[Exercise requirements] Restate the entries below exactly, and keep all images out of the answer.

Segment Start: Recorded data

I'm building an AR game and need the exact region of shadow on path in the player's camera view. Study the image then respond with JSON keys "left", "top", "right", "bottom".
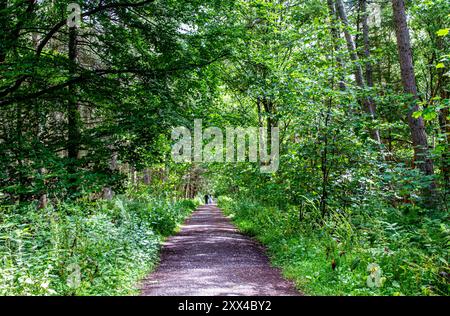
{"left": 140, "top": 204, "right": 300, "bottom": 296}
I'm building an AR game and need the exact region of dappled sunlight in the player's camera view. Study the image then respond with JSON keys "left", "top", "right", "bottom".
{"left": 141, "top": 205, "right": 300, "bottom": 296}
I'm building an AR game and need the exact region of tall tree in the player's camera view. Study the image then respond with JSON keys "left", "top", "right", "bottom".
{"left": 391, "top": 0, "right": 435, "bottom": 188}
{"left": 67, "top": 25, "right": 81, "bottom": 194}
{"left": 361, "top": 0, "right": 373, "bottom": 88}
{"left": 334, "top": 0, "right": 383, "bottom": 153}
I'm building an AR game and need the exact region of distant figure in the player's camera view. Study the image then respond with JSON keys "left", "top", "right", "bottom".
{"left": 208, "top": 195, "right": 213, "bottom": 204}
{"left": 204, "top": 194, "right": 209, "bottom": 205}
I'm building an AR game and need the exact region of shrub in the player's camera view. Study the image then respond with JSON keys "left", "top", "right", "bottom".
{"left": 0, "top": 195, "right": 196, "bottom": 295}
{"left": 219, "top": 196, "right": 449, "bottom": 296}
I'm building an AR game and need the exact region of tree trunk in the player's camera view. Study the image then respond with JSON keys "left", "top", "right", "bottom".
{"left": 257, "top": 97, "right": 263, "bottom": 127}
{"left": 326, "top": 0, "right": 346, "bottom": 91}
{"left": 102, "top": 149, "right": 118, "bottom": 200}
{"left": 15, "top": 105, "right": 25, "bottom": 202}
{"left": 32, "top": 31, "right": 48, "bottom": 209}
{"left": 0, "top": 0, "right": 8, "bottom": 63}
{"left": 143, "top": 168, "right": 151, "bottom": 185}
{"left": 361, "top": 0, "right": 373, "bottom": 87}
{"left": 36, "top": 99, "right": 48, "bottom": 208}
{"left": 335, "top": 0, "right": 365, "bottom": 89}
{"left": 438, "top": 90, "right": 449, "bottom": 192}
{"left": 391, "top": 0, "right": 435, "bottom": 184}
{"left": 130, "top": 165, "right": 137, "bottom": 186}
{"left": 334, "top": 0, "right": 383, "bottom": 150}
{"left": 67, "top": 26, "right": 81, "bottom": 194}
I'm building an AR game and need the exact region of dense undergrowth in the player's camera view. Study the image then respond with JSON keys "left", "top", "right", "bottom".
{"left": 218, "top": 196, "right": 449, "bottom": 296}
{"left": 0, "top": 190, "right": 198, "bottom": 295}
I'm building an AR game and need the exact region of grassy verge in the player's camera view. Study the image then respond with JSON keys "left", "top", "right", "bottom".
{"left": 218, "top": 196, "right": 449, "bottom": 296}
{"left": 0, "top": 194, "right": 198, "bottom": 295}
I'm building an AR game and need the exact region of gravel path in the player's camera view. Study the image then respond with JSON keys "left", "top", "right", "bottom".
{"left": 140, "top": 204, "right": 300, "bottom": 296}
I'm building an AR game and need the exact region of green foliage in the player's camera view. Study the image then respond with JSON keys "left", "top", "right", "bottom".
{"left": 0, "top": 194, "right": 197, "bottom": 295}
{"left": 0, "top": 0, "right": 239, "bottom": 202}
{"left": 219, "top": 196, "right": 449, "bottom": 296}
{"left": 1, "top": 0, "right": 449, "bottom": 297}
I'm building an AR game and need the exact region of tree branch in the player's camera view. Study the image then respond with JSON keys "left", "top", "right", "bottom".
{"left": 0, "top": 52, "right": 229, "bottom": 107}
{"left": 36, "top": 0, "right": 156, "bottom": 56}
{"left": 0, "top": 0, "right": 156, "bottom": 99}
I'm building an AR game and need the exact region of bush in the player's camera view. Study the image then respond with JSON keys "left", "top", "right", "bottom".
{"left": 219, "top": 196, "right": 449, "bottom": 296}
{"left": 0, "top": 195, "right": 196, "bottom": 295}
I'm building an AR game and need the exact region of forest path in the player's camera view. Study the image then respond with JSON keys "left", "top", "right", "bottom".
{"left": 140, "top": 204, "right": 300, "bottom": 296}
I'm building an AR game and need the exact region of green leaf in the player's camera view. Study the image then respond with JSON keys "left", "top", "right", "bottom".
{"left": 436, "top": 28, "right": 449, "bottom": 37}
{"left": 412, "top": 110, "right": 422, "bottom": 119}
{"left": 436, "top": 63, "right": 445, "bottom": 69}
{"left": 423, "top": 109, "right": 437, "bottom": 121}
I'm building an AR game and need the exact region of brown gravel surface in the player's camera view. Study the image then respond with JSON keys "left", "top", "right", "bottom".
{"left": 140, "top": 204, "right": 300, "bottom": 296}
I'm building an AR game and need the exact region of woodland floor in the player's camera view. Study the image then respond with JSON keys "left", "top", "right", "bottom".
{"left": 140, "top": 204, "right": 300, "bottom": 296}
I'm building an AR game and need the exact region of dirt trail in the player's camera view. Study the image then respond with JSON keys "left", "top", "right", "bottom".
{"left": 140, "top": 204, "right": 300, "bottom": 296}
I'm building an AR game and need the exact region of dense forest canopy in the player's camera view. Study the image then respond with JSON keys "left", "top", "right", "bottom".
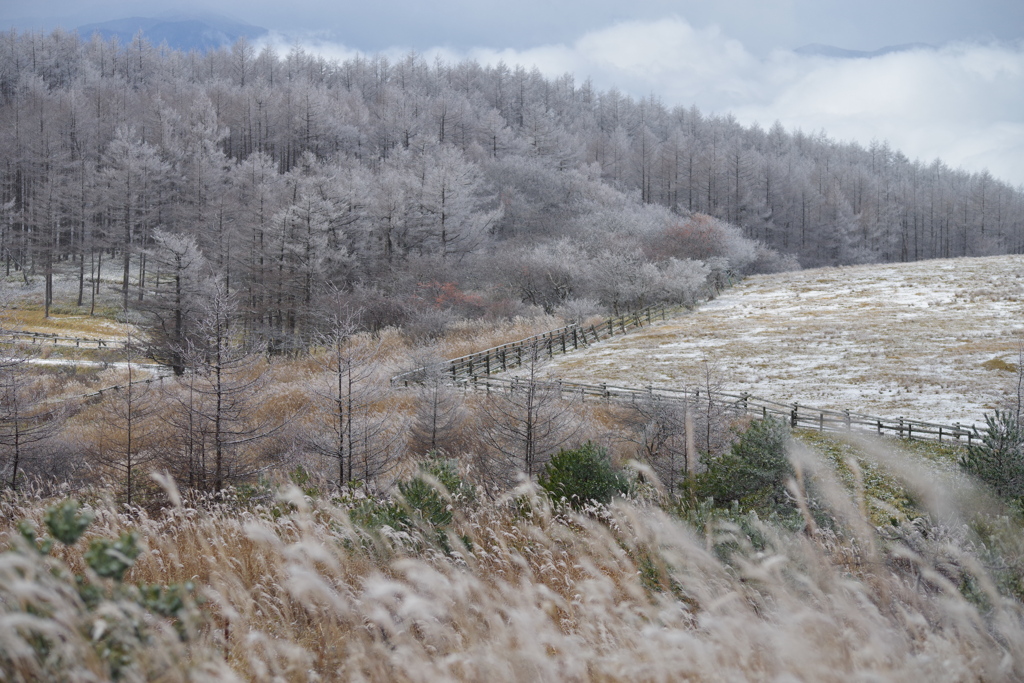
{"left": 1, "top": 29, "right": 1022, "bottom": 349}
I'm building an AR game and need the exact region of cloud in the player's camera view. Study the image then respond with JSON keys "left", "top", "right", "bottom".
{"left": 263, "top": 16, "right": 1024, "bottom": 186}
{"left": 732, "top": 42, "right": 1024, "bottom": 184}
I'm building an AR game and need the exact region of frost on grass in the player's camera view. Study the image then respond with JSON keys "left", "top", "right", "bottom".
{"left": 538, "top": 255, "right": 1024, "bottom": 427}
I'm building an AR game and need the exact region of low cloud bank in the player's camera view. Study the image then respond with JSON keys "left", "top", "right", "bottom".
{"left": 259, "top": 17, "right": 1024, "bottom": 185}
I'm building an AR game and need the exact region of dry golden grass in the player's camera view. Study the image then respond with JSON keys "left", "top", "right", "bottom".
{"left": 3, "top": 263, "right": 1023, "bottom": 679}
{"left": 1, "top": 307, "right": 130, "bottom": 340}
{"left": 2, "top": 453, "right": 1023, "bottom": 682}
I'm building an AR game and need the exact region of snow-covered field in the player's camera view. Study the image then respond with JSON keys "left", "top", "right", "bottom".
{"left": 536, "top": 255, "right": 1024, "bottom": 427}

Segment End: Recorded data

[Result]
I'm building an AR game and need the exact region of shadow on path in the player's camera view. Study the image then respond with JSON keys "left", "top", "right", "bottom".
{"left": 140, "top": 204, "right": 300, "bottom": 296}
I'm building an AR game and need the exact region of dappled sunlight in the player's camera view. Study the image then respond with JSON keys "left", "top", "right", "bottom".
{"left": 141, "top": 205, "right": 300, "bottom": 296}
I'm building an AR game and need the exact region of tall tree in the player's camera view. Study the image then respond with JSON keys "left", "top", "right", "bottom".
{"left": 391, "top": 0, "right": 435, "bottom": 188}
{"left": 67, "top": 25, "right": 81, "bottom": 194}
{"left": 361, "top": 0, "right": 373, "bottom": 88}
{"left": 334, "top": 0, "right": 383, "bottom": 153}
I'm building an AR game and need the exact region of distant figure in the player's camera view. Study the image then respond with JSON keys "left", "top", "right", "bottom".
{"left": 208, "top": 195, "right": 213, "bottom": 204}
{"left": 204, "top": 194, "right": 209, "bottom": 205}
I'm building an AR game and need the exact region of shrub in the player's camera view. Study the image then respond with JSON keys "left", "top", "right", "bottom".
{"left": 0, "top": 195, "right": 196, "bottom": 295}
{"left": 219, "top": 196, "right": 449, "bottom": 296}
I'm building an AR game and need the exact region of tree trunk in the player's camera view. Study the image then respond with JSON keys "left", "top", "right", "bottom".
{"left": 257, "top": 97, "right": 263, "bottom": 127}
{"left": 326, "top": 0, "right": 346, "bottom": 91}
{"left": 102, "top": 149, "right": 118, "bottom": 200}
{"left": 15, "top": 105, "right": 25, "bottom": 202}
{"left": 32, "top": 31, "right": 48, "bottom": 209}
{"left": 0, "top": 0, "right": 8, "bottom": 63}
{"left": 143, "top": 168, "right": 151, "bottom": 185}
{"left": 361, "top": 0, "right": 373, "bottom": 87}
{"left": 36, "top": 99, "right": 48, "bottom": 208}
{"left": 335, "top": 0, "right": 365, "bottom": 89}
{"left": 438, "top": 90, "right": 449, "bottom": 192}
{"left": 391, "top": 0, "right": 435, "bottom": 184}
{"left": 130, "top": 165, "right": 137, "bottom": 186}
{"left": 334, "top": 0, "right": 383, "bottom": 150}
{"left": 67, "top": 26, "right": 81, "bottom": 194}
I'm building an AR game and need the exact region of dense undergrowth in the player's camera view. Study the image then respond with JSON keys "left", "top", "right", "bottom".
{"left": 218, "top": 196, "right": 449, "bottom": 296}
{"left": 0, "top": 190, "right": 198, "bottom": 295}
I'm building an AR game and need the exact region of grassy verge in the player's camera view. Study the image then respond with JSON keys "left", "top", "right", "bottom".
{"left": 218, "top": 196, "right": 449, "bottom": 296}
{"left": 0, "top": 194, "right": 198, "bottom": 295}
I'm building an AR game and need the exact region of gravel path in the player's camera view. Study the image then respond with JSON keys "left", "top", "right", "bottom".
{"left": 140, "top": 204, "right": 300, "bottom": 296}
I'm building an AR game and need the exact region of green foliage in the player's camera view. Study the image then respond with JSON keys "left", "top", "right", "bottom".
{"left": 0, "top": 194, "right": 197, "bottom": 295}
{"left": 0, "top": 0, "right": 239, "bottom": 202}
{"left": 219, "top": 196, "right": 449, "bottom": 296}
{"left": 1, "top": 0, "right": 449, "bottom": 297}
I'm building an AR game and need the exact region of tree branch in the player's camera view. Study the image then respond with JSON keys "left", "top", "right", "bottom".
{"left": 0, "top": 52, "right": 229, "bottom": 107}
{"left": 36, "top": 0, "right": 156, "bottom": 56}
{"left": 0, "top": 0, "right": 156, "bottom": 99}
I'm building an AR game and need the exact region of bush in the player's camera view. Study the image then respond with JSON keys "left", "top", "right", "bottom".
{"left": 219, "top": 196, "right": 449, "bottom": 296}
{"left": 0, "top": 195, "right": 196, "bottom": 295}
I'm building an AR game and need the exact region of forest path in the player's camera view. Study the image then respond with JSON keys "left", "top", "right", "bottom".
{"left": 140, "top": 204, "right": 300, "bottom": 296}
I'm building an AR game and need the exact region of green leaf in the player's camera view. Study the image then respond with JSON keys "left", "top", "right", "bottom".
{"left": 436, "top": 28, "right": 449, "bottom": 37}
{"left": 412, "top": 110, "right": 422, "bottom": 119}
{"left": 436, "top": 63, "right": 445, "bottom": 69}
{"left": 423, "top": 109, "right": 437, "bottom": 121}
I'm building an AR game and need the exact region of brown gravel surface in the player's camera view. Study the image then respond with JSON keys "left", "top", "right", "bottom".
{"left": 140, "top": 204, "right": 300, "bottom": 296}
I'm building an AR game and need the exact region of woodland floor in the player's camera view. Study the image then respond with JSON keys "left", "top", "right", "bottom".
{"left": 140, "top": 204, "right": 300, "bottom": 296}
I'm building an AR game and need the exact region of dirt trail in the player's camera view. Study the image then respond with JSON keys "left", "top", "right", "bottom".
{"left": 140, "top": 204, "right": 300, "bottom": 296}
I'm building an AR game and need the exact region of dense forest canopy in the player's camera view. Study the image then respond with JSON keys "left", "top", "right", "bottom".
{"left": 1, "top": 29, "right": 1022, "bottom": 349}
I'm building an AR game and need the exact region of cloud in the player's camera view. Study the image then respond with JSON keys "left", "top", "right", "bottom".
{"left": 263, "top": 16, "right": 1024, "bottom": 186}
{"left": 732, "top": 42, "right": 1024, "bottom": 184}
I'm building an AR game and need the exact region of frost on grass in the player's camera view. Study the image then respond with JSON keys "left", "top", "right", "bottom".
{"left": 538, "top": 255, "right": 1024, "bottom": 427}
I'm building an AR game and need the exact region of low cloud bank in the player's camera view. Study the image then respond with JSON keys "left", "top", "right", "bottom".
{"left": 259, "top": 17, "right": 1024, "bottom": 185}
I'm building an AR game and need the exact region of dry golden grass in the player's camera view. Study the image then respond with JSON keys "left", "top", "right", "bottom".
{"left": 3, "top": 263, "right": 1023, "bottom": 679}
{"left": 1, "top": 307, "right": 130, "bottom": 340}
{"left": 2, "top": 453, "right": 1023, "bottom": 682}
I'm building an AR game and need the exact region of snow-covered field in the player's camera view. Study the image then respond with JSON keys "left", "top", "right", "bottom".
{"left": 536, "top": 255, "right": 1024, "bottom": 427}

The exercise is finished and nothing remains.